Your task >> Please copy the rows below again, from the row with "the circular logo?" up to and including the last row, keeping all their text and adding 103 to every number in the answer outlines.

━━━━━ Records for this exercise

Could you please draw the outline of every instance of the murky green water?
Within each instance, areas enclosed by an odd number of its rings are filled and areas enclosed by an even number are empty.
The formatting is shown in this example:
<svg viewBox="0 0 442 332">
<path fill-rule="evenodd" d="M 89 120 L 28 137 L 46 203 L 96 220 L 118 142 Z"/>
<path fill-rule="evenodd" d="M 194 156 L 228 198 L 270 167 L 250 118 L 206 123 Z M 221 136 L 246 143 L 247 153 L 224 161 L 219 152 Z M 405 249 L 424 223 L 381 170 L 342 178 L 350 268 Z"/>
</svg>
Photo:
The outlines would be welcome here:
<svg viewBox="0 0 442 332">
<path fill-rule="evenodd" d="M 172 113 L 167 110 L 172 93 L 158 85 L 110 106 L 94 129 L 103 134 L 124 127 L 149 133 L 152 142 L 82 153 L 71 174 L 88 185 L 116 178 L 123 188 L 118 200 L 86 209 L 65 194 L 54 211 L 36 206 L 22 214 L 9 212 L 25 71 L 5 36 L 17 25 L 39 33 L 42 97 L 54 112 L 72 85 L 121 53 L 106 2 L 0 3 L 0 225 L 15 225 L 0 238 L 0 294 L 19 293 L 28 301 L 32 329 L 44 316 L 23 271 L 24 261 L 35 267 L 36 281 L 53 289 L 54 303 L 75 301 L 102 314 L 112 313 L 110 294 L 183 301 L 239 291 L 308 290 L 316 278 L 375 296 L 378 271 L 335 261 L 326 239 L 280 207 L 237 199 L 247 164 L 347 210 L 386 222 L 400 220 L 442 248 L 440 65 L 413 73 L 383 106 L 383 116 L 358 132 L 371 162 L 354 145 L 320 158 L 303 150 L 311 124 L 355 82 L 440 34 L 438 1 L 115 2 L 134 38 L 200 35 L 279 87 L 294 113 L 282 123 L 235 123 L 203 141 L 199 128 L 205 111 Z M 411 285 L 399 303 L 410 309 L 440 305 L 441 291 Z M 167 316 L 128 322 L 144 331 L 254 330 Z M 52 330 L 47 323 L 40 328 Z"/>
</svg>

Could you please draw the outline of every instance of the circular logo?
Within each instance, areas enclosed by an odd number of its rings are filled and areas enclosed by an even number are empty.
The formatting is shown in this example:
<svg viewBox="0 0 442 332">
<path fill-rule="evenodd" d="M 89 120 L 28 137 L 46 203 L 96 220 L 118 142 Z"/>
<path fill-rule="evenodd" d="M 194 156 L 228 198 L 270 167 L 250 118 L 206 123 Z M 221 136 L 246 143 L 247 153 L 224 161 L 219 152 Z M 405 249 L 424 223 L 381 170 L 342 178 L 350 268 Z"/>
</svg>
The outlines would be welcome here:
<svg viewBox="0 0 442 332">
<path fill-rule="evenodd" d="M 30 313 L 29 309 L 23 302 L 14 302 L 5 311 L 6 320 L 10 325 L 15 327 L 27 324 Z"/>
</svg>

━━━━━━━━━━

Solution to this task >>
Could you please draw the outline of every instance of the circular logo?
Within each instance, areas enclosed by an odd number of its rings are filled and areas enclosed by an even number are empty.
The formatting is shown in this example:
<svg viewBox="0 0 442 332">
<path fill-rule="evenodd" d="M 89 120 L 28 137 L 46 203 L 96 220 L 118 142 Z"/>
<path fill-rule="evenodd" d="M 194 156 L 228 198 L 270 167 L 250 118 L 206 123 Z M 221 136 L 246 143 L 247 153 L 224 161 L 219 152 Z M 405 249 L 424 223 L 381 170 L 342 178 L 350 268 Z"/>
</svg>
The outlines would be welcome here:
<svg viewBox="103 103 545 435">
<path fill-rule="evenodd" d="M 133 416 L 132 412 L 126 405 L 117 405 L 108 414 L 109 423 L 113 428 L 118 430 L 130 427 Z"/>
</svg>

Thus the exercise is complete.